— STATED EXERCISE A —
In the forum thread below, which release first included the fix that Walter Doekes describes?

— PASSAGE GIVEN —

• • • •

It seems that peer already connected are not recognized and so are recreated

I have no idea why... if i well understand the code, rtcache would be a way to stop such problem... or a fix in code to recognize already created peers...

I remember rtcachefriend is a problem ( but i don't remember why ) so i hesitate to reactivate it...

I just made tests with rtcachefriend enabled and it seems to stop the leakage....

Can somebody give me reasons to keep rtcachefriend activated? Or better, find a fix for chan_sip.c

By: David Woolley (davidw) 2011-06-17 05:48:25.850-0500

It looks like this was closed by a bug in the repository automation/JIRA interface.  The repository seems to have closed it as the result of committing a completely different issue.

By: daren ferreira (daren) 2011-06-17 06:54:24.528-0500

How to reopen this issue because that's a real issue.

Normally you shouldn't have to enable rtcachefriends not to get memory leak...

By: daren ferreira (daren) 2011-07-01 07:17:49.416-0500

Do somebody have an idea on how to solve the problem? Is there any developper on this issue?

Or maybe that's considered as a normal behaviour... even if i doubt that rtcachefriend is mandatory when using realtime in order not to have a memory leak...

By: Walter Doekes (wdoekes) 2011-07-01 18:20:01.493-0500

Ok. So you've concluded that setting rtcachefriend=yes solves the leak. That's valuable.

I fixed that exact same problem in https://issues.asterisk.org/jira/browse/ASTERISK-17510 which is rolled out in the 1.8 branch first in 1.8.5-rc1 (look for "Don't link non-cached realtime peers" in the ChangeLog).

So.. try that version and see if it helps.

By: daren ferreira (daren) 2011-07-28 09:42:08.839-0500

It seems to work with 1.8.5.0 but 1.8.5.0 has a new, and worse problem, so i'll have to do a rollback and open a new issue.

Thank you for your help !

• • • •

— EXTRACTED DATA —

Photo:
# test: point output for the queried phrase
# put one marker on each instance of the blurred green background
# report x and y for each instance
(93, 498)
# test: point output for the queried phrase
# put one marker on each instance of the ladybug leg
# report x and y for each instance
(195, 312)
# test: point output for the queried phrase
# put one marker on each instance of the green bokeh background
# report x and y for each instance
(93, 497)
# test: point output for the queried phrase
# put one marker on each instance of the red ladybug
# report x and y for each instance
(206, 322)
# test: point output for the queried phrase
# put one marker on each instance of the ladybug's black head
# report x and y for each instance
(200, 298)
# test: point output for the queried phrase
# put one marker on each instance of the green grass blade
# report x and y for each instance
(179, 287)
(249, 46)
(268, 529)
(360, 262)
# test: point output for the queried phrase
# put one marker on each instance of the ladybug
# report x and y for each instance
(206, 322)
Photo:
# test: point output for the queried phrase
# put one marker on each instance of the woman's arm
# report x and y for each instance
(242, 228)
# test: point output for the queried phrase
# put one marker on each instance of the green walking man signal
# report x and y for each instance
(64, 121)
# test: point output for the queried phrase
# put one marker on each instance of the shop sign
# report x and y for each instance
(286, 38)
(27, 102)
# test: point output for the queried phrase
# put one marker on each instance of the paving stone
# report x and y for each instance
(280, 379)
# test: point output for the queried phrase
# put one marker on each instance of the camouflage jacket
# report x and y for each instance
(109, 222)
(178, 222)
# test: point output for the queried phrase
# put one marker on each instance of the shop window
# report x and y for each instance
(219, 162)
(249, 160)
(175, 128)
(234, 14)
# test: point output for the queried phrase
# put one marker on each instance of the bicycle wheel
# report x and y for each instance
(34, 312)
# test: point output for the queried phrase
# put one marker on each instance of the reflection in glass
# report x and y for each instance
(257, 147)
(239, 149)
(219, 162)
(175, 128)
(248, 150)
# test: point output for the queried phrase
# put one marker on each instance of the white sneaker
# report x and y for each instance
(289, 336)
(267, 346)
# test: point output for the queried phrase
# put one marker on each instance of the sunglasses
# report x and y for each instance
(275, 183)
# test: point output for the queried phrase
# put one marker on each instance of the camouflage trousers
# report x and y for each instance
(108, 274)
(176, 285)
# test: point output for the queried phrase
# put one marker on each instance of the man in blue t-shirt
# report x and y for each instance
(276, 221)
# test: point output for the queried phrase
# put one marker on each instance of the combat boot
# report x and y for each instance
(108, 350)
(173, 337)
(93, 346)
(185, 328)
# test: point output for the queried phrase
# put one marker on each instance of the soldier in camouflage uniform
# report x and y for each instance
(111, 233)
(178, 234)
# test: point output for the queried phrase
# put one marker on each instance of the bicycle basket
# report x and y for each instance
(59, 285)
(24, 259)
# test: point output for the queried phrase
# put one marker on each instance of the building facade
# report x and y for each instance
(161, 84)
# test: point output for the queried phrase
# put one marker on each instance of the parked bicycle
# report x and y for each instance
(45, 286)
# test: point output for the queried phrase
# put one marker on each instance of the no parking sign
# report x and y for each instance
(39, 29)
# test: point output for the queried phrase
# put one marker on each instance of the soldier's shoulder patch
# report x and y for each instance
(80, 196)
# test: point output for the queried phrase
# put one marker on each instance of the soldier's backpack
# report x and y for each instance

• • • •

— STATED EXERCISE B —
Find every line in the records above that contains the word "shop" and copy each of those lines.

— ANSWER A —
The fix first appeared in 1.8.5-rc1, in the 1.8 branch.

— ANSWER B —
# put one marker on each instance of the shop sign
# put one marker on each instance of the shop window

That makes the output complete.